TRECHO SELECIONADO:
/---
Nesses casos, os valores recebidos indevidamente pelo segurado deverão ser devolvidos ao INSS, salvo se comprovado, de forma inequívoca, que ele não tinha conhecimento da fraude, tendo recebido, de boa-fé, os proventos de aposentadoria.
E, conforme entendimento adotado pelo Egrégio Superior Tribunal de Justiça, o cancelamento do benefício previdenciário motivado por fraude em sua concessão deve ser precedido de regular procedimento administrativo, no qual seja assegurado ao beneficiário o direito à defesa, ao contraditório e ao devido processo legal.
Confira-se:
"PREVIDENCIÁRIO E PROCESSO CIVIL. AGRAVO REGIMENTAL NO RECURSO ESPECIAL. SUSPENSÃO DE BENEFÍCIO PREVIDENCIÁRIO. VIOLAÇÃO AOS PRINCÍPIOS DO CONTRADITÓRIO E AMPLA DEFESA. CANCELAMENTO OCORRIDO ANTES DA INTERPOSIÇÃO DE RECURSO ADMINISTRATIVO. NECESSIDADE DE ESGOTAMENTO DA VIA ADMINISTRATIVA. AGRAVO REGIMENTAL DO INSS DESPROVIDO. |
1. Levando-se em conta o caráter social das normas previdenciárias, que prima pela proteção do Trabalhador Segurado da Previdência Social, os pleitos previdenciários devem ser julgados no sentido de amparar a parte hipossuficiente e que, por esse motivo, possui proteção legal que lhe garante a flexibilização dos rígidos institutos processuais, especialmente em casos, como o discutido nos autos, em que busca-se o restabelecimento de benefício de aposentadoria. |
2. É firme o entendimento desta Corte de que a suspensão ou cancelamento de benefício previdenciário concedido mediante fraude pressupõe, necessariamente, prévio e regular procedimento administrativo, no qual seja assegurado ao beneficiário o direito à defesa, ao contraditório e ao devido processo legal. |
3. No presente caso, embora o INSS tenha instaurado regular procedimento administrativo para a apuração das irregularidades, o benefício foi suspenso antes mesmo que iniciasse a contagem de prazo para recurso do segurado, o que contraria a jurisprudência desta Corte consolidada ao afirmar que para que sejam respeitados os consectários do contraditório e da ampla defesa não basta a concessão de prazo para a defesa, mas também que seja garantido ao segurado a resposta sobre eventual recurso interposto, exigindo-se o esgotamento da via administrativa. Precedentes: REsp 1.323.209/MG, Rel. p/ acórdão, Min. Sérgio Kukina, DJE 15.4.2014, AGRG no ARESP 42.574/RR, 2T, Rel. Min. Og Fernandes, DJE 13.11.2013, AGRG no ARESP 92.215/AL, 5T, Rel. Min. Marco Auréilio Bellizze, DJE 29.5.2013. |
4. Agravo Regimental do INSS desprovido." |
(AgRg no REsp nº 1.373.645/RS, 1ª Turma, Relator Ministro Napoleão Nunes Maia Filho, DJe 21/05/2015) |
Conforme se depreende dos autos, tendo sido constatado indício de irregularidade na documentação que embasou o pedido de aposentadoria por tempo de serviço, protocolado sob nº 42/118.723.543-9, teve início processo administrativo em 17/06/2002, quando o autor foi intimado, em 17/06/2002, a apresentar documentos (fl. 86), e se encerrou em 18/01/2010, com decisão definitiva do Conselho de Recursos da Previdência Social, que negou provimento ao recurso do autor, mantendo o cancelamento do benefício e a cobrança dos valores recebidos indevidamente.
\---
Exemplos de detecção
/---
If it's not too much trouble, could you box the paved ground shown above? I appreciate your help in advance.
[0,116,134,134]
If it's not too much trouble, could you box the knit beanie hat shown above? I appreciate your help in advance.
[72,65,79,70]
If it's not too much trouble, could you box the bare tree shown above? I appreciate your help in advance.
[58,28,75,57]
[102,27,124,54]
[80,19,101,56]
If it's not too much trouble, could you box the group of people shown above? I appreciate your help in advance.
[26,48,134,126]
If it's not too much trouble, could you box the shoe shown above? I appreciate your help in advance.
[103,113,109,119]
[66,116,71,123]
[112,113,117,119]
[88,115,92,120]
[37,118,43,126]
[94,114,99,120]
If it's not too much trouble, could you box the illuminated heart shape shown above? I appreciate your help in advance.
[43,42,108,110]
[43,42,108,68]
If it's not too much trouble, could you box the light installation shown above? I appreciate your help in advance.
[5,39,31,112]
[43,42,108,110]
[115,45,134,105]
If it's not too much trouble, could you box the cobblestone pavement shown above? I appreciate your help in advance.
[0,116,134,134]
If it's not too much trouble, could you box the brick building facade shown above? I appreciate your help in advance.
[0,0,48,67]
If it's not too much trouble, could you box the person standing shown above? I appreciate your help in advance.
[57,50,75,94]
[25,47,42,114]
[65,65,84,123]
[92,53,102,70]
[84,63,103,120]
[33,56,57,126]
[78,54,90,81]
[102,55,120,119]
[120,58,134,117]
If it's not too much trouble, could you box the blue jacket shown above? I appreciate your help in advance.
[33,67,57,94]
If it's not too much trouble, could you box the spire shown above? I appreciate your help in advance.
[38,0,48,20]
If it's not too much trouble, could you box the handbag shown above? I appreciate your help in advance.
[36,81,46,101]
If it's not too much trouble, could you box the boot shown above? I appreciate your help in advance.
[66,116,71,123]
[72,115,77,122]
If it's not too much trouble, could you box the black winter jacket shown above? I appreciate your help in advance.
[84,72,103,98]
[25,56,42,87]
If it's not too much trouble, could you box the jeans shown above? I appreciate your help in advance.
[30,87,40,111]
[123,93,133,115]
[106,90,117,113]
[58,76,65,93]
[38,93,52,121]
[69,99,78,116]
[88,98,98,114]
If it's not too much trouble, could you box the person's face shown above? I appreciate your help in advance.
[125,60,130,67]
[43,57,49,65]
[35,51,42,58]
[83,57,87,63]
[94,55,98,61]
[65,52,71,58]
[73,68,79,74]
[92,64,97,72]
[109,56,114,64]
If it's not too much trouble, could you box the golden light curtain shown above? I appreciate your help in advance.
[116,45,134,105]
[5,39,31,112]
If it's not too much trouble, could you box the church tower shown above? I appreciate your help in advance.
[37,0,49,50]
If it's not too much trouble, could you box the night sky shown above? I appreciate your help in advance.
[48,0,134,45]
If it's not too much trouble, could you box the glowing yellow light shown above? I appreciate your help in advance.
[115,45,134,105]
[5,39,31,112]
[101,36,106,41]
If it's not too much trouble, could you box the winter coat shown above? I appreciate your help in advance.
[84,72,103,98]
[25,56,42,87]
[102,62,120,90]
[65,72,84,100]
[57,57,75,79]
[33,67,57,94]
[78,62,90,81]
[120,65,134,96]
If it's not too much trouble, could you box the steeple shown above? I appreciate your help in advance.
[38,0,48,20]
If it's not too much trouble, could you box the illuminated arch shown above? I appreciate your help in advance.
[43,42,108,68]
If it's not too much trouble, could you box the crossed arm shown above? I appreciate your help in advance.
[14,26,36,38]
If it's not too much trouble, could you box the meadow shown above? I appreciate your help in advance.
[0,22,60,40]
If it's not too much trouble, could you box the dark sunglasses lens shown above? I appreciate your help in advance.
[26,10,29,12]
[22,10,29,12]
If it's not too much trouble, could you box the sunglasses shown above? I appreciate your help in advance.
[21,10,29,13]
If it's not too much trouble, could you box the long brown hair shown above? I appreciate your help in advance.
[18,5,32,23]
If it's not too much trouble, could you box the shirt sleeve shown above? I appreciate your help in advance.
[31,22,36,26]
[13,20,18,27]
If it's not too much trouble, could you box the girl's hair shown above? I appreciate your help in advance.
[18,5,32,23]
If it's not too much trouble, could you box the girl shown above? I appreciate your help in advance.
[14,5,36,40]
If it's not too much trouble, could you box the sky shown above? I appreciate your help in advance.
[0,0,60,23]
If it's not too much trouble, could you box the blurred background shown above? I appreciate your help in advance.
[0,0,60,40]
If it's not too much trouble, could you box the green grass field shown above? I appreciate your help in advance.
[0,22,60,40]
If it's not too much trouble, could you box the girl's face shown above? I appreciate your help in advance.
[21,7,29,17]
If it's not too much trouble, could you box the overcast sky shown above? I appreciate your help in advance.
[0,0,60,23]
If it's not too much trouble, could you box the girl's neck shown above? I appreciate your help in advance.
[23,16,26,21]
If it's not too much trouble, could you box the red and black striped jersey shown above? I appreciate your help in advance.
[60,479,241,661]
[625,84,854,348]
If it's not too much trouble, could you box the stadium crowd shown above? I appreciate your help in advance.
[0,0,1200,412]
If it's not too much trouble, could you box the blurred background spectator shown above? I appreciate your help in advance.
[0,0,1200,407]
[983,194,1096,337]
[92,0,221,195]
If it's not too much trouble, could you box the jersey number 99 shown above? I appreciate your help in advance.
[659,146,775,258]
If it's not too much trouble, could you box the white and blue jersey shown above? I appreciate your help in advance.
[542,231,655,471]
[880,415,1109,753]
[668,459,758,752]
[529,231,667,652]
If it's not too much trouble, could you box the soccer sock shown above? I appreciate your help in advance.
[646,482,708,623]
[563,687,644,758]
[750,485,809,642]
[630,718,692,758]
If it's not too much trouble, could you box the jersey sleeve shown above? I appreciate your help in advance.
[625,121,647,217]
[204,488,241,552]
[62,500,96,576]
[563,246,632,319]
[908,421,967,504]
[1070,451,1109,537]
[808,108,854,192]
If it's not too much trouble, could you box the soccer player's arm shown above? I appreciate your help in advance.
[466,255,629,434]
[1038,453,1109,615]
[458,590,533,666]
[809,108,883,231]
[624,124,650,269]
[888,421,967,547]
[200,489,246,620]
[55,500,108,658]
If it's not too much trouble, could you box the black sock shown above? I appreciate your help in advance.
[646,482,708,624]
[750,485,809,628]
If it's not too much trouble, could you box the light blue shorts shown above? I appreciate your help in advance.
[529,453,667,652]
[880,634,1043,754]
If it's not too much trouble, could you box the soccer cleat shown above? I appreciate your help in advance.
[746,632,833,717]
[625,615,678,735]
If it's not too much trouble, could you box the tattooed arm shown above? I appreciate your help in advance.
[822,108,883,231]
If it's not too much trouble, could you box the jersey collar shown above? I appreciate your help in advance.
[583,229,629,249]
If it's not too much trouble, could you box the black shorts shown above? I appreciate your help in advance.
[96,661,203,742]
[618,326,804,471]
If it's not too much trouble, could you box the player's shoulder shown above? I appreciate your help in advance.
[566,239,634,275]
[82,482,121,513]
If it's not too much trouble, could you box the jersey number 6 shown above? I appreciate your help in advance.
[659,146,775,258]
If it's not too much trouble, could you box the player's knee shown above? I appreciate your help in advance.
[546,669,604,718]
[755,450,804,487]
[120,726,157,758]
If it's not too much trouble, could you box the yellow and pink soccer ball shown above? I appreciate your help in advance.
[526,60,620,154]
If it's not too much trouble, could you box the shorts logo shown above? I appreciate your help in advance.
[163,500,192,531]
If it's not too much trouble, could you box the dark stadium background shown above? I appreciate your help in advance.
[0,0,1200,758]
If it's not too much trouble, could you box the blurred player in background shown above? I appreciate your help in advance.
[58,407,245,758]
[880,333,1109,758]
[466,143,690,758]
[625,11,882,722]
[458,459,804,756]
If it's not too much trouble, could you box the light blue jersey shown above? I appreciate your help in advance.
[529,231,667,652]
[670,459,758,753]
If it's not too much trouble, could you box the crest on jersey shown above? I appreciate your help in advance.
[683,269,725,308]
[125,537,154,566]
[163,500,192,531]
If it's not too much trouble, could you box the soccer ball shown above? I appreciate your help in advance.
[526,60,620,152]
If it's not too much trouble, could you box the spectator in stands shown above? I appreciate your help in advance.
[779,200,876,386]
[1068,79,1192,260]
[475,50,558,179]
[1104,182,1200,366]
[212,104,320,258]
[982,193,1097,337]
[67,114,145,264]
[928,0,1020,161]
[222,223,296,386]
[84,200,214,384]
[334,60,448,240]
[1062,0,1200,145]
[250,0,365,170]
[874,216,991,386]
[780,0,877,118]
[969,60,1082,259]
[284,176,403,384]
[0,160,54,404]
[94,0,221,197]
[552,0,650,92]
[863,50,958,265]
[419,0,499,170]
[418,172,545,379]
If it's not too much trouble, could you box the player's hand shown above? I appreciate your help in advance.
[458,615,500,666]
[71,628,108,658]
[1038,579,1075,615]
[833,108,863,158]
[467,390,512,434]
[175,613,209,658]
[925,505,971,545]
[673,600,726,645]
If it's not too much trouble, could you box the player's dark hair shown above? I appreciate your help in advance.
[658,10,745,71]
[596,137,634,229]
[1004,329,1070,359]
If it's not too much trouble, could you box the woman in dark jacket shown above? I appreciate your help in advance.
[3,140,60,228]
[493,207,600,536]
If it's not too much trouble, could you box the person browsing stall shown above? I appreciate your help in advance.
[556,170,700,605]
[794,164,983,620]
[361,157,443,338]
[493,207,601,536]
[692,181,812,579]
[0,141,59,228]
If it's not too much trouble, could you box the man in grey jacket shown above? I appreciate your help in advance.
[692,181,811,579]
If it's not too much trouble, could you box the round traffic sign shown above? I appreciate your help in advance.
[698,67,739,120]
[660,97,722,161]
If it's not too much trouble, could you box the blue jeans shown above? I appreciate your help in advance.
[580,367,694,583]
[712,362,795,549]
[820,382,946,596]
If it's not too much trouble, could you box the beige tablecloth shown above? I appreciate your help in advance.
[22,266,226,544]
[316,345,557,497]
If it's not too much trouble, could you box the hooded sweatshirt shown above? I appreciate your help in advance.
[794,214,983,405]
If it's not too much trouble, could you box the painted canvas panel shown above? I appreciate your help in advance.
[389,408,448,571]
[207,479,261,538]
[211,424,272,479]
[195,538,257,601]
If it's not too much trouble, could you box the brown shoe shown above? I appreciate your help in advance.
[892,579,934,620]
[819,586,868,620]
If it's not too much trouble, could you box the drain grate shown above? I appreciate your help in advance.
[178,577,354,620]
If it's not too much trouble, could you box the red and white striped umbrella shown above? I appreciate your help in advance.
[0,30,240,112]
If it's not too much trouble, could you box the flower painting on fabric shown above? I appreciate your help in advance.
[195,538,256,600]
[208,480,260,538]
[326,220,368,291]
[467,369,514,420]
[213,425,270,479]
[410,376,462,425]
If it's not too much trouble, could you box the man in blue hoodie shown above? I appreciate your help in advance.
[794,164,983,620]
\---
TAREFAS A REALIZAR:
1. Transcreva, do trecho sobre o cancelamento de benefício previdenciário por fraude, a passagem de "Nesses casos, os" a "proventos de aposentadoria.".
2. Com base no trecho sobre o cancelamento de benefício previdenciário por fraude, responda:
(a) Em que data teve início o processo administrativo?
(b) Que órgão proferiu a decisão definitiva de 18/01/2010?
(c) Quem foi o relator do AgRg no REsp nº 1.373.645/RS?
3. Apresente a continuação do trecho sobre o cancelamento de benefício previdenciário por fraude a partir do ponto em que ele termina.

RESULTADOS:
1.
Nesses casos, os valores recebidos indevidamente pelo segurado deverão ser devolvidos ao INSS, salvo se comprovado, de forma inequívoca, que ele não tinha conhecimento da fraude, tendo recebido, de boa-fé, os proventos de aposentadoria.

2.
(a) 17/06/2002.
(b) O Conselho de Recursos da Previdência Social.
(c) O Ministro Napoleão Nunes Maia Filho.

3.
Consta, das decisões administrativas, que o benefício foi concedido indevidamente, pois não comprovados os vínculos empregatícios do autor com as empresas Engenharia Brada Ltda (20/03/68 a 05/05/71) e Costazul Transportes Rodoviários Ltda (10/09/94 a 30/07/99), não tendo sido admitidos os documentos apresentados na via administrativa:
- os extratos de FGTS, por se tratar de conta aberta após o término do vínculo e após o encerramento da Costazul;
- o acordo extrajudicial firmado com a Costazul, por não ter registro em órgão público;
- o termo de rescisão de contrato de trabalho, por falta de homologação no sindicato de classe ou na Delegacia do Trabalho.
Não bastasse isso, verificou a Administração que, em vários dos documentos apresentados, o CGC e o nome da empresa são informados de forma incorreta.
Não há dúvidas, no caso, de que foi indevida a concessão do benefício ao autor e de que a Administração, ao cancelar o benefício, instaurou procedimento administrativo, no qual ele, sem êxito, teve oportunidade para se defender, apresentando provas de que fazia jus à obtenção do benefício.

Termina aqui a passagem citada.